REQUIRED WORK:
Print, please, the line that contains "Where can you find the turkish" and each line after it to the end of the entries, unchanged and with nothing else.

(Object position labeling entries)
================================

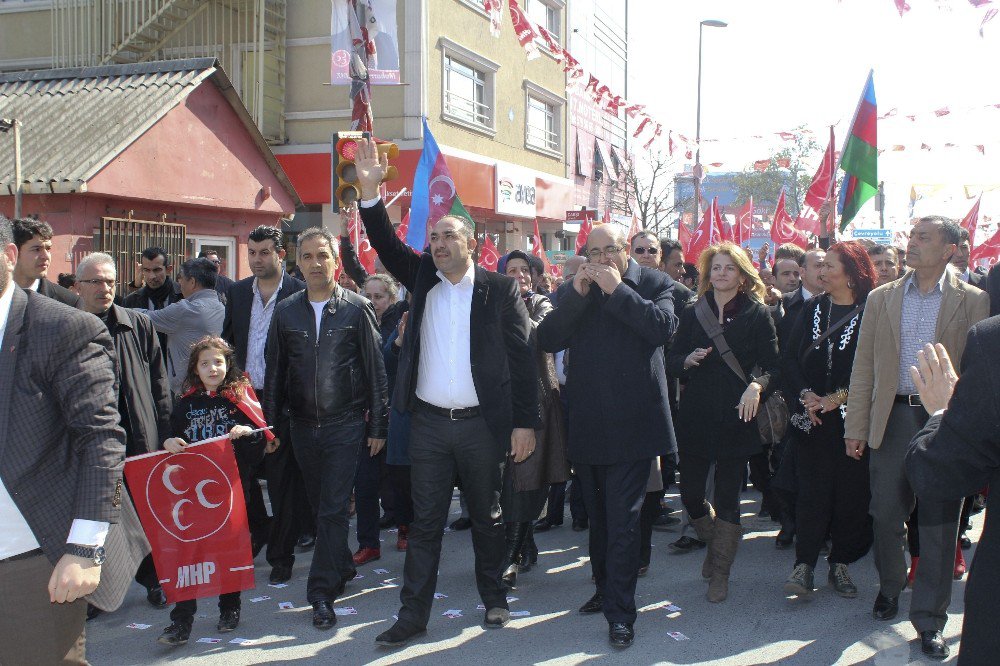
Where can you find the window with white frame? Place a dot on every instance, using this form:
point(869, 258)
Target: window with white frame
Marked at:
point(543, 119)
point(467, 87)
point(546, 13)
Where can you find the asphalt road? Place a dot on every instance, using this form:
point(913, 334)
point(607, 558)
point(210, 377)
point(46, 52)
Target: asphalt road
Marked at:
point(756, 625)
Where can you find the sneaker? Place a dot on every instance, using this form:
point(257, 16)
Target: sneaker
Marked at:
point(800, 583)
point(841, 581)
point(365, 555)
point(176, 634)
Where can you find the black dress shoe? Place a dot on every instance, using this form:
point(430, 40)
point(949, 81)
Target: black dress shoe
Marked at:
point(280, 574)
point(594, 605)
point(229, 619)
point(461, 524)
point(686, 544)
point(932, 644)
point(886, 608)
point(620, 634)
point(399, 634)
point(323, 615)
point(156, 597)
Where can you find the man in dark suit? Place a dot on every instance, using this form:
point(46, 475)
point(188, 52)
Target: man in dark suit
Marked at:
point(249, 309)
point(34, 254)
point(144, 401)
point(614, 319)
point(956, 454)
point(60, 474)
point(467, 375)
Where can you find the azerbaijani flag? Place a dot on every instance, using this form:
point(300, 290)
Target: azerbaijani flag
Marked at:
point(434, 194)
point(859, 159)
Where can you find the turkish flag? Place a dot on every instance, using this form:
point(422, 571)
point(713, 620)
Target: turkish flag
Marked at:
point(489, 256)
point(744, 223)
point(193, 511)
point(782, 229)
point(971, 221)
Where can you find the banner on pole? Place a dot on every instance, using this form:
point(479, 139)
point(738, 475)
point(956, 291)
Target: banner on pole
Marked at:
point(192, 509)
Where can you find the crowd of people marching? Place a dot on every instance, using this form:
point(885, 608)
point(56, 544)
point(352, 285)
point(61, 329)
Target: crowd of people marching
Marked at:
point(806, 372)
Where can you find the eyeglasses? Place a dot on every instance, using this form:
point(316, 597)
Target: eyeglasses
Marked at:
point(609, 250)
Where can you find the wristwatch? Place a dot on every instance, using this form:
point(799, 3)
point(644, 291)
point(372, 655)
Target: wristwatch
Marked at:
point(88, 552)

================================

ANSWER:
Where can you find the turkish flag? Place a dot on every instance, using this form:
point(422, 571)
point(713, 620)
Target: turkish flag
Marked at:
point(489, 256)
point(744, 223)
point(193, 511)
point(782, 229)
point(971, 221)
Where can you find the banner on pole? Place a dot on every instance, using this form:
point(479, 139)
point(738, 475)
point(956, 291)
Target: banner on pole
Marked at:
point(192, 509)
Where can you find the crowd of people marching? Place a dot on every instance, using this form:
point(885, 608)
point(56, 544)
point(352, 285)
point(61, 329)
Target: crowd of people marching
Marked at:
point(806, 372)
Where can you find the eyeglasses? Place a dot on every instance, using this form:
point(316, 597)
Target: eyeglasses
Marked at:
point(609, 250)
Where can you find the wristwatch? Place a dot on every instance, using this form:
point(799, 3)
point(644, 291)
point(372, 655)
Target: wristwatch
Marked at:
point(88, 552)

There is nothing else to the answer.